◆ Goal of the exercise
Using the text on Asaph Fipke, answer these:
(a) Where did Fipke study?
(b) In what year and city did he found Nerd Corps Entertainment, and with whom?
(c) Which channel aired the game show Airmageddon?

◆ Text provided

= Asaph Fipke =

Canadian producer

Asaph Fipke is a Canadian producer, writer, director, and the creator of the animated series Storm Hawks, which was made by the animation studio he co-founded, Nerd Corps Entertainment, in cooperation with Cartoon Network and YTV. He is also the creator of both the animated series Slugterra and Rated A for Awesome which aired on Disney XD and Endangered Species, which was also produced by Nerd Corps Entertainment that aired on Teletoon as well as the executive producer of the sixth and seventh seasons of My Little Pony: Friendship Is Magic, which currently airs on Discovery Family, and game show Airmageddon, which aired on CBBC.

==Career==
Fipke studied at the University of British Columbia and the Vancouver Film School.

Fipke began his career with computer animation starting with his employment at Mainframe Entertainment, where he worked on series such as Beast Wars: Transformers (as associate producer) and Beast Machines: Transformers (as producer and supervising production designer). In addition, he worked on productions for ReBoot, the 2000 series of Action Man, the TV adaptation of Heavy Gear, Max Steel and Barbie in the Nutcracker. He eventually became Senior Vice President of Development and Production at Mainframe Entertainment in 2000, however abandoned the position in 2001.

In 2002, Fipke founded Nerd Corps Entertainment in Vancouver, along with fellow animation producer Chuck Johnson. The company's first animated series, Dragon Booster, won Fipke a Gemini Award for Best Animation Program or Series in 2005 and a Leo Award nomination in the same category in 2006.

◆ Data
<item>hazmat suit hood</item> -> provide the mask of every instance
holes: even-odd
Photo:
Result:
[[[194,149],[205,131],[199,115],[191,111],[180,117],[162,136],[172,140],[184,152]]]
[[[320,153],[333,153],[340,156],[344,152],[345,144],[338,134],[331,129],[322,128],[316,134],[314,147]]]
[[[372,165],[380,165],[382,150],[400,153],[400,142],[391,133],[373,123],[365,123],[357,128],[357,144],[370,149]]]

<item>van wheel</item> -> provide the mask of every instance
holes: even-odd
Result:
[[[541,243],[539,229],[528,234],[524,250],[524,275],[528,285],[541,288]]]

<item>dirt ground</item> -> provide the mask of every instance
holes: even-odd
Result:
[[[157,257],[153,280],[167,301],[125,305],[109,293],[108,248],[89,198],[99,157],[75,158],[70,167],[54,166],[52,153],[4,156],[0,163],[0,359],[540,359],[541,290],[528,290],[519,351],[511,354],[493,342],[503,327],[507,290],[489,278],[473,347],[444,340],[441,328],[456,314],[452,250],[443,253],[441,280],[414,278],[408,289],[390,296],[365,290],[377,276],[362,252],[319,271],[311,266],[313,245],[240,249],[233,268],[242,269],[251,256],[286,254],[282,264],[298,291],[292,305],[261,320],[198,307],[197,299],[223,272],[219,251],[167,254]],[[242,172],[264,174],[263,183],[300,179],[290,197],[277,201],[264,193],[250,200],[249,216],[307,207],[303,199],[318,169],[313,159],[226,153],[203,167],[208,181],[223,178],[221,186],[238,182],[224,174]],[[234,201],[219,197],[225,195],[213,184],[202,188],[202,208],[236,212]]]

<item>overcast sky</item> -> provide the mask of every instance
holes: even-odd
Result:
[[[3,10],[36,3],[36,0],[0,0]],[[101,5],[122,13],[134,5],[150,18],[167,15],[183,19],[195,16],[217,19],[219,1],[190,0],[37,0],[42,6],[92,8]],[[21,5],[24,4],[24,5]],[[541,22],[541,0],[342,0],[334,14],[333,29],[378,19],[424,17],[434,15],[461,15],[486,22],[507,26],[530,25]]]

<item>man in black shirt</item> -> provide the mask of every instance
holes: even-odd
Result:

◆ Answer to this problem
(a) The University of British Columbia and the Vancouver Film School.
(b) In 2002, in Vancouver, with Chuck Johnson.
(c) CBBC.